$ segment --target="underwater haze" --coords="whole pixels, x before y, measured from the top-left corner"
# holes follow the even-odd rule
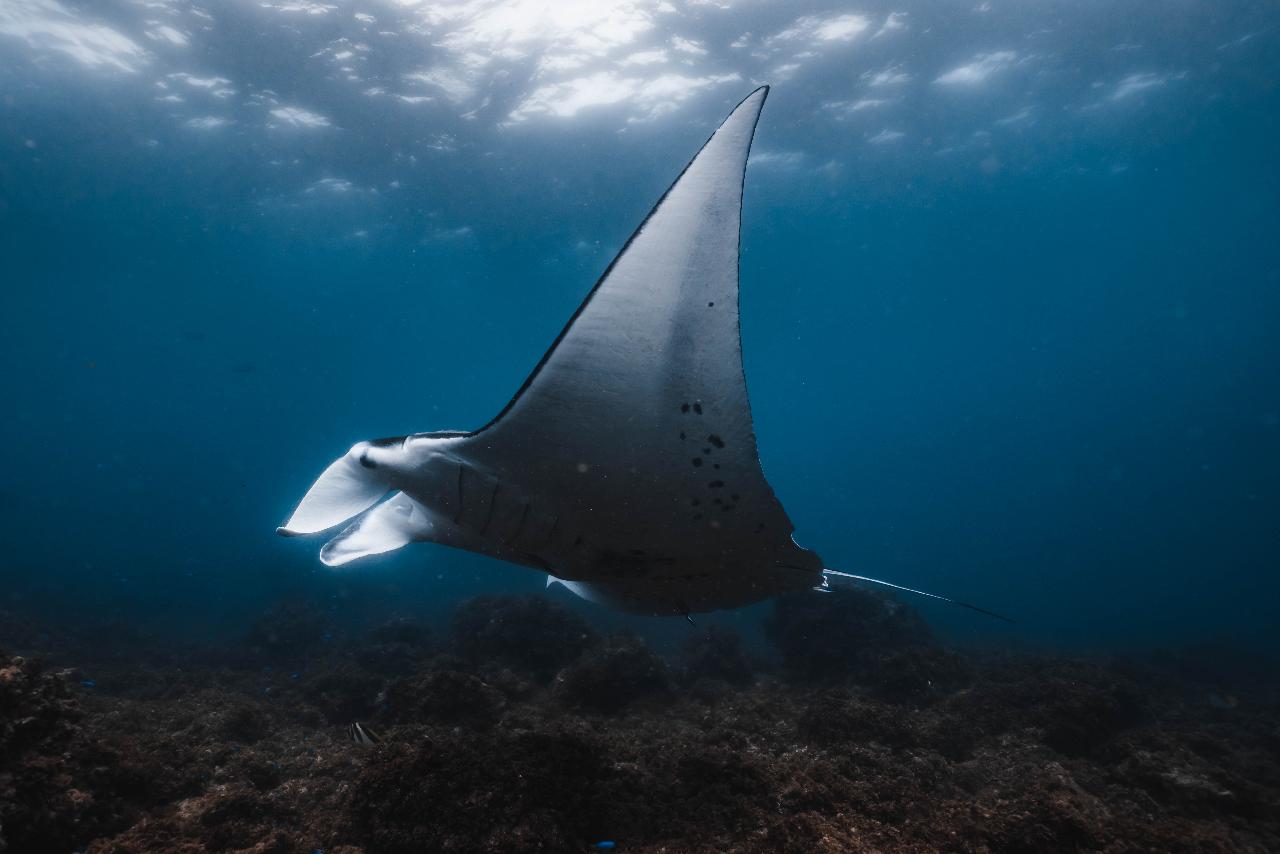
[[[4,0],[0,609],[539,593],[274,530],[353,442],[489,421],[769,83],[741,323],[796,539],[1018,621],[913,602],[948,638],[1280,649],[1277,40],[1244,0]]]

□ □ □

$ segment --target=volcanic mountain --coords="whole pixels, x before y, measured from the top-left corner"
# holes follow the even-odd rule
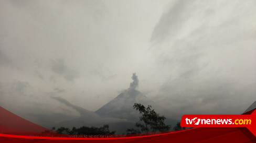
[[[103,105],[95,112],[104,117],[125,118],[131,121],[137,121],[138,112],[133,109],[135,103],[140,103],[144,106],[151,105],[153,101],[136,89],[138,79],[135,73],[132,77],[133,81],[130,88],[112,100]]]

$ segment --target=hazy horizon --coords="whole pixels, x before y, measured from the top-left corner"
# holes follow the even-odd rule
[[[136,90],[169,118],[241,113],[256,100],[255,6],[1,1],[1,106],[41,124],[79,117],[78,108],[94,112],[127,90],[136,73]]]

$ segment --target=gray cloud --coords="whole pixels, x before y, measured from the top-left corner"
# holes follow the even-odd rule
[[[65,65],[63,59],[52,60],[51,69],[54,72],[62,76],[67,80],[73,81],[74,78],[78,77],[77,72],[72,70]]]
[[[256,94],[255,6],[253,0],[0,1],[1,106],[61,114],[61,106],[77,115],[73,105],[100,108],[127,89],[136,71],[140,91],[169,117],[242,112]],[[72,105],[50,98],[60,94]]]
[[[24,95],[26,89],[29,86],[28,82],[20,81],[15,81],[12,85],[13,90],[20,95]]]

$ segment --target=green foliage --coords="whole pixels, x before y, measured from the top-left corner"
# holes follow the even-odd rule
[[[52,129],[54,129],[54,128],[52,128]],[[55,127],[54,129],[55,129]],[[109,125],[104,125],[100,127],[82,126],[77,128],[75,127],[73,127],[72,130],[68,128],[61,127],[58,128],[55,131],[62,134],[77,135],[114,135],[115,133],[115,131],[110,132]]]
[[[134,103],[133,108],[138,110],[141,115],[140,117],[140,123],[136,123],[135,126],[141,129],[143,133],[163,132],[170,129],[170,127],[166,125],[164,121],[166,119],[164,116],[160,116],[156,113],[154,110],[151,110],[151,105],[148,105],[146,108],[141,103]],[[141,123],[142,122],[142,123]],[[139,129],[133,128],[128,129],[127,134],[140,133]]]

□ □ □

Gather every line in the rows above that contains the string "coords", and copy each one in full.

$ segment --target="underwater haze" --coords="whole pixels, x before y, measured from the top-left corner"
$ segment --target=volcanic mountain --coords="whole pixels, x before y, measured from the top-left corner"
$ segment --target=hazy horizon --coords="whole pixels, x before y, measured from the top-left corner"
$ segment --target=gray cloud --coords="whole pixels, x before y, measured from the top-left corner"
$ segment --target=green foliage --coords="whole pixels, x before y, measured from the top-left corner"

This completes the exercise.